◆ What to do:
• a. Retype the passage of the Katarzyna Tubylewicz biography from "Katarzyna Tubylewicz (born" up to and including "Odnalezione w Tłumaczeniu.".
• b. According to the Katarzyna Tubylewicz biography, in which years did she serve as director of the Polish Institute in Stockholm?
• c. Carry on the Katarzyna Tubylewicz biography past its final sentence.

Katarzyna Tubylewicz (born 26 August 1974 in Warsaw) is a Polish writer, translator, and a journalist based in Stockholm, Sweden.

==Career==
Tubylewicz graduated from the University of Warsaw's faculty of American Studies with a Masters in Cultural Studies, and has studied Polish Studies at University of Warsaw, Swedish Studies at the Stockholm University and Literary Translation at Södertörns högskola. Between 2006 and 2012, she was the director of the Polish Institute in Stockholm and the cultural attaché at the Polish Embassy in Sweden. She has taught Polish Studies at the University of Stockholm and translation studies at the University of Uppsala. In 2013, she was the programme director of the first edition of the Gdańsk Meetings of Literary Translators Found in Translation / Odnalezione w Tłumaczeniu.

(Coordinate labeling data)
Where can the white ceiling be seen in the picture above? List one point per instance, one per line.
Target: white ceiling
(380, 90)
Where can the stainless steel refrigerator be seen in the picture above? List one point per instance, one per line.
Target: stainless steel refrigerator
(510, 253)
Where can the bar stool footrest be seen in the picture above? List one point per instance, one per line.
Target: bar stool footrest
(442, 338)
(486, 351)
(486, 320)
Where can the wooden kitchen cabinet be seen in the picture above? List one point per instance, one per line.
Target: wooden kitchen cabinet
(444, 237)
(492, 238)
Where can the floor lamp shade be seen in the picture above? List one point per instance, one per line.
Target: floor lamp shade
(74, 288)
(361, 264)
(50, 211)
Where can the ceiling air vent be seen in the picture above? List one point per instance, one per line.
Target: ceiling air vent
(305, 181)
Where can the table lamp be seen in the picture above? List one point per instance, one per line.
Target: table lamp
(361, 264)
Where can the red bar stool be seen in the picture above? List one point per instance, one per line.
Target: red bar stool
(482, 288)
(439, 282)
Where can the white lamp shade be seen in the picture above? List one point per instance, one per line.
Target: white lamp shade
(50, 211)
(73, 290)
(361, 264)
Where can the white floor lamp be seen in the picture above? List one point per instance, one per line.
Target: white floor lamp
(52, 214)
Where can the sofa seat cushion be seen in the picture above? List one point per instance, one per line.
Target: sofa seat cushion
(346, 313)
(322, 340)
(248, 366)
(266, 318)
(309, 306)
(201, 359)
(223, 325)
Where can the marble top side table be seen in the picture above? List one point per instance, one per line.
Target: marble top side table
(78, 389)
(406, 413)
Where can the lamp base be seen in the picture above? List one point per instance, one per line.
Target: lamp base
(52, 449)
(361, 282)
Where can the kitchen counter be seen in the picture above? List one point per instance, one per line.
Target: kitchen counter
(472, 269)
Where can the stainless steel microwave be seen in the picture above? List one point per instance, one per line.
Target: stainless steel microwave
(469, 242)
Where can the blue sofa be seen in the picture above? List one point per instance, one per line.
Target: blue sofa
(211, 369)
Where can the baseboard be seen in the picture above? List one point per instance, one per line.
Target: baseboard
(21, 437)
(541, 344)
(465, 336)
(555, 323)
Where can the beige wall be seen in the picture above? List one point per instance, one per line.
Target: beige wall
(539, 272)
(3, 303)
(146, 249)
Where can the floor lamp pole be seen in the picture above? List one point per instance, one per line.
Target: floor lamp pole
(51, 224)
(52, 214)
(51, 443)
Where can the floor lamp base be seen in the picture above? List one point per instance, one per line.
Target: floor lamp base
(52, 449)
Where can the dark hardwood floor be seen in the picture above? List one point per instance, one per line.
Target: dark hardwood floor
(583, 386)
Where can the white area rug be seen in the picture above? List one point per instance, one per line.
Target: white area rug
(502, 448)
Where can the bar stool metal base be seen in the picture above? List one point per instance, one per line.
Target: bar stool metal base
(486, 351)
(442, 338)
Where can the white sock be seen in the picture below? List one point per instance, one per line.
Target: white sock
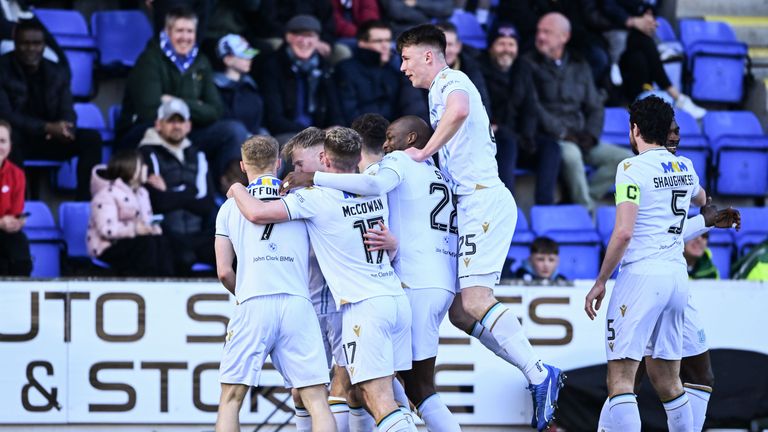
(509, 333)
(698, 396)
(340, 411)
(604, 424)
(303, 420)
(400, 397)
(437, 416)
(679, 414)
(396, 421)
(625, 416)
(360, 420)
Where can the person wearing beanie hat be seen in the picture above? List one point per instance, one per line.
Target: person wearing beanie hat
(514, 116)
(239, 92)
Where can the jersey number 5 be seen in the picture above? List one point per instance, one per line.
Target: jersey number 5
(363, 226)
(677, 211)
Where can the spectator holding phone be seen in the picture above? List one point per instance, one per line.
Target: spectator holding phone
(15, 259)
(123, 231)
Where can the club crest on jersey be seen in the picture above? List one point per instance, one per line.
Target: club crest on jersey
(675, 166)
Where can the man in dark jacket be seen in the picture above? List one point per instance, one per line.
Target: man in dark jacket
(35, 98)
(171, 66)
(178, 184)
(571, 111)
(513, 104)
(368, 83)
(297, 86)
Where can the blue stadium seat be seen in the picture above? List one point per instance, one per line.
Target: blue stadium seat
(571, 226)
(68, 27)
(73, 220)
(694, 145)
(120, 36)
(81, 66)
(716, 60)
(616, 126)
(740, 152)
(754, 229)
(44, 240)
(521, 242)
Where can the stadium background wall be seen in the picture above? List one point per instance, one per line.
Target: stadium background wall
(139, 352)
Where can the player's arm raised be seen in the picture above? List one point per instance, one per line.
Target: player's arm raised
(255, 210)
(626, 215)
(456, 111)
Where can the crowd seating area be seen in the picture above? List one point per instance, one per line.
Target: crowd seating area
(729, 148)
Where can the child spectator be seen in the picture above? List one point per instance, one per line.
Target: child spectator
(542, 263)
(238, 90)
(698, 257)
(15, 259)
(122, 230)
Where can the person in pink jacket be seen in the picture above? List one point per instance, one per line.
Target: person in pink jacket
(122, 230)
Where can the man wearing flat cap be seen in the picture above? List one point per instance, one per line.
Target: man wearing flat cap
(298, 88)
(514, 116)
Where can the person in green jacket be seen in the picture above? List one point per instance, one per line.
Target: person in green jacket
(172, 66)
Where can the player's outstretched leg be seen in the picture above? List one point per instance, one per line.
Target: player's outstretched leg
(315, 398)
(420, 388)
(228, 417)
(698, 380)
(545, 380)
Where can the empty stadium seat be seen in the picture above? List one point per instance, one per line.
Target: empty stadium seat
(571, 226)
(73, 219)
(616, 126)
(81, 66)
(740, 152)
(693, 145)
(44, 240)
(716, 60)
(469, 30)
(67, 26)
(120, 36)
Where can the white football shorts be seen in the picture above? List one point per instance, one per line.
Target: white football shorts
(282, 326)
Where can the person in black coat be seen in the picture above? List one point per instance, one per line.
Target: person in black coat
(35, 98)
(514, 116)
(298, 88)
(368, 83)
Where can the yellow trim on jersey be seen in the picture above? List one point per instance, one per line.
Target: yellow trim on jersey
(627, 192)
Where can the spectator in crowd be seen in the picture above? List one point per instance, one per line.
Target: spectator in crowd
(122, 230)
(571, 111)
(296, 81)
(514, 117)
(178, 184)
(35, 98)
(404, 14)
(373, 130)
(15, 259)
(413, 101)
(542, 263)
(348, 15)
(368, 82)
(698, 257)
(640, 64)
(239, 92)
(171, 66)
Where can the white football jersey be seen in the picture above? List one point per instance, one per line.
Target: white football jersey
(336, 222)
(662, 185)
(272, 258)
(469, 157)
(422, 215)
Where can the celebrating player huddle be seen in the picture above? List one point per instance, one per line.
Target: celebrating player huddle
(355, 246)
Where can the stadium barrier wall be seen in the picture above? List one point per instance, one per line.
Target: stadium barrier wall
(145, 352)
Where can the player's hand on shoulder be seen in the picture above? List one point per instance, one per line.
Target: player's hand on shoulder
(594, 299)
(296, 180)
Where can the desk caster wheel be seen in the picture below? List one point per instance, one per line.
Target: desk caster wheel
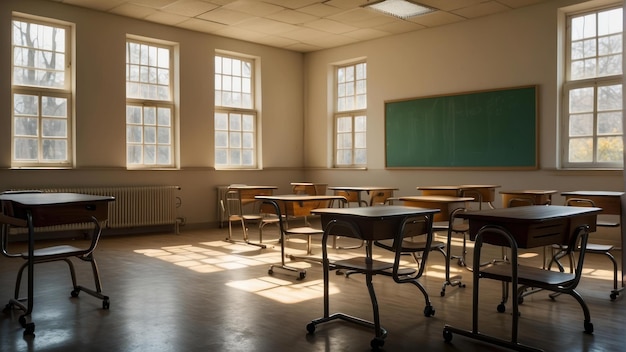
(377, 343)
(501, 308)
(588, 327)
(447, 335)
(429, 311)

◆ Answers by task:
• a.
Katarzyna Tubylewicz (born 26 August 1974 in Warsaw) is a Polish writer, translator, and a journalist based in Stockholm, Sweden.

==Career==
Tubylewicz graduated from the University of Warsaw's faculty of American Studies with a Masters in Cultural Studies, and has studied Polish Studies at University of Warsaw, Swedish Studies at the Stockholm University and Literary Translation at Södertörns högskola. Between 2006 and 2012, she was the director of the Polish Institute in Stockholm and the cultural attaché at the Polish Embassy in Sweden. She has taught Polish Studies at the University of Stockholm and translation studies at the University of Uppsala. In 2013, she was the programme director of the first edition of the Gdańsk Meetings of Literary Translators Found in Translation / Odnalezione w Tłumaczeniu.

• b. From 2006 to 2012.

• c.
Tubylewicz has written numerous essays and novels, and is the translator of several books from Swedish into Polish. As a journalist, she regularly contributes to Gazeta Wyborcza, TokFm Radio and Krytyka Polityczna.

==Personal life==
Tubylewicz is married and has one son. She is also a professional yoga teacher. She lives in Stockholm.

== Works==
Journalism, nonfiction

- Stockholm. A Capital City Humming With Silence, Wielka Litera 2019
- Moralists. How Swedes Learn From Mistakes and Other Stories, Wielka Litera, 2017
- Sweden Reads. Poland Reads(co-author Agata Diduszko-Zyglewska) Wydawnictwo Krytyki Politycznej, 2015
- I Am a Mum, Wydawnictwo Znak, 2004 (antologin av texter, urval och ed. Katarzyna Tubylewicz)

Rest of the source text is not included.